Page extract:
┌──

Source: International Mission Board, February 19, 2018
In the Mampruli language, the word for medicine also means “magic.” In this culture, anything with healing or supernatural powers is considered to be or have tiim. When westerners first showed up and offered suffering patients small white pills that relieved pain, they were called “magic.” The only word for pharmacist in the local language—tiimdaana—means the “magic guy” when translated literally. Every time I prescribe medication to patients in the local language, I have to tell them to go buy some “magic” (tiim) from the “magic guy” (tiimdaana).
West African healers often tout the fact that their cures are “all-natural.” It’s true that they know of many roots, barks, and leaves with legitimate curative properties. But in practice, mixing those ingredients into medicine is usually accompanied by a sacrifice to ancestral spirits. If the cure fails to work, it’s not seen as the fault of the local healer or the medicine but a failure of the patient or family caretaker to appease the spirits.
» Full story provides some great illustrations of what happens when cultures clash and tips for Christian doctors serving in contexts with similar traditional healing practices.
» See also Witch Doctor Pastors Selling “Miracles” Contrary to Teaching of Jesus (Global Christian News). This month the Global Prayer Digest is all about West Africa. Subscribe here.
Source: Open Doors, February 13, 2018
When Abdul left his tribal religion of Islam and committed his life to Christ in 2000, his Muslim family felt and acted like he had just pointed a challenging dagger straight at them. Abdul’s family (part of the ethnic Kotoko group spread over Cameroon, Chad, and Nigeria) always took pride in the fact that they were one of the few tribes in their region of Cameroon with no known Christians.
“When all their spells and curses with the help of the local medicine man failed, they tried to kill me themselves.”
More than once, Abdul’s family tried to poison his food. One night, strangers kidnapped him and took him to an unknown destination. “On the way there, I prayed for God to confuse them so they could release me. And he did! They just let me go without saying anything. I knew it was God who had changed their minds.”
Ten years down the road and Abdul’s family has still not given up trying to get him back to Islam. He faces constant insults and exclusion from the family. His wife has also left him and often slanders him in front of their seven children.

└──

Work item A:
Reproduce the mission news excerpt on West Africa word for word, from "More than once, Abdul’s" to "their seven children.".
Work item B:
Extend the mission news excerpt on West Africa, starting right after its last sentence.
The lines below have no connection to the mission news excerpt on West Africa.

Recorded data:

┌──

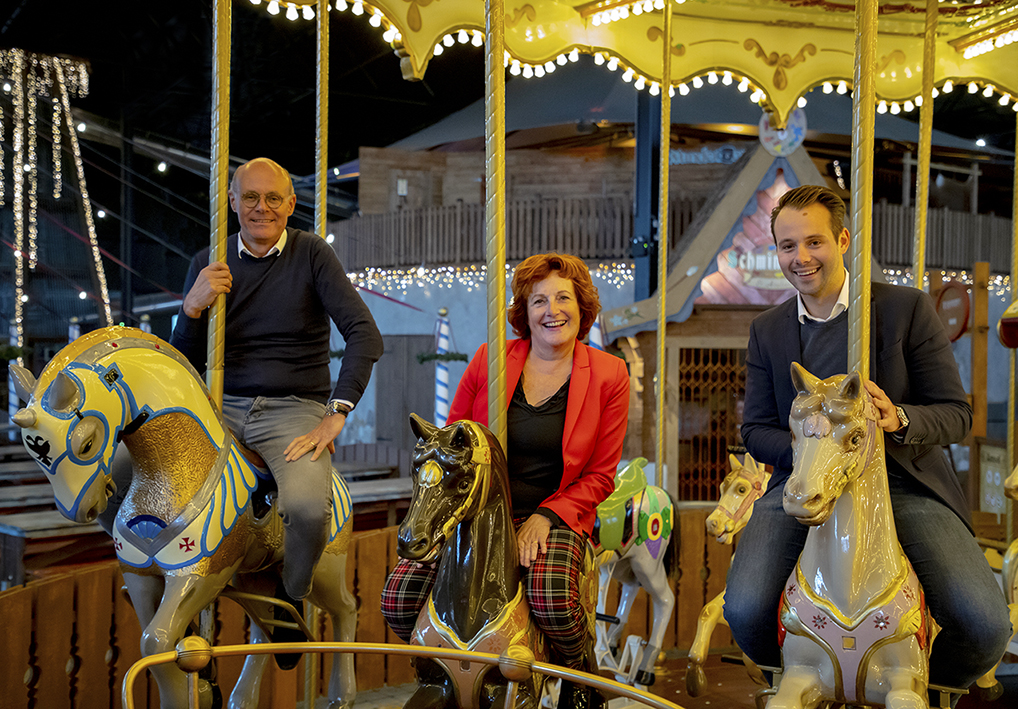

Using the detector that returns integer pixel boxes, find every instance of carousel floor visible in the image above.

└──

Answer area A:
More than once, Abdul’s family tried to poison his food. One night, strangers kidnapped him and took him to an unknown destination. “On the way there, I prayed for God to confuse them so they could release me. And he did! They just let me go without saying anything. I knew it was God who had changed their minds.”
Ten years down the road and Abdul’s family has still not given up trying to get him back to Islam. He faces constant insults and exclusion from the family. His wife has also left him and often slanders him in front of their seven children.

Answer area B:
“My family abandoned me, rejected me, did everything to have me go back to Islam, but the hand of God is with me. I count on the Lord, and he protects me. I trust him. I continue in the faith. My wish is that one day we will have a church here for the Kotoko people that gathers openly, just like everyone else.”
» In more encouraging news from Cameroon, read Developing Deep Roots in Scripture. It describes the alliance of translators that has completed eight translation projects in the last two years, with several more nearing the finish line (Wycliffe Global Alliance).
Source: God Reports, February 13, 2018
Christian satellite programming in Iran and Afghanistan has resulted in numerous professions of faith in Christ. Many receiving the broadcasts know little about Jesus, but often follow up with questions by phone.
“One call came from a young man in Afghanistan,” said Panayiotis [Keenan], the director of SAT-7 PARS, broadcasting via Yahsat, a private satellite company based in one of the Gulf States.
The young man had many questions about Jesus. “Like millions around him, up until watching SAT-7 PARS, he didn’t have a clue who Jesus is. But he was deeply unsatisfied with his life and beliefs and instinctively knew there must be something better.”
“He said he was stunned by the love and truth he was witnessing on SAT-7 PARS,” Panayiotis recounted. “He was so impressed by Jesus that he wanted to know where he lived so he might meet him.”
A few days later, the young Afghani called again, this time with a friend. The friend had also been moved by the broadcast.
“A week later, the first man called again. This time there were 25 young men crammed into a tiny apartment, asking questions, listening to the counselor’s answers.”
“All 25 prayed to receive Christ in unison!” Panayiotis exulted. “Incredible, a miracle…a true God thing.”
Panayiotis believes there are many more small groups gathering in secret as they listen to the truth beamed to their televisions from SAT-7. “They are anxious to meet other Christians, start their own church and want to find a pastor,” he noted. “Because finding a local, trained pastor is often impossible, we assure them that we will not leave them alone and urge them to watch the many teaching programs on SAT-7 PARS.”
» See also Taliban Wants to End War (Reuters via INcontext).
Source: Open Doors, February 8, 2018
After three years of Islamic State occupation and devastation in the wake of the ISIS war, local partners are sharing stories of continued hope for the Nineveh Plains and the believers who were forced to flee when militants issued their ultimatum: “Convert, leave or die.” For more than two years, occupying Islamic jihadists tried to erase any evidence of Christianity from the city—burning churches, destroying crosses, toppling bell towers.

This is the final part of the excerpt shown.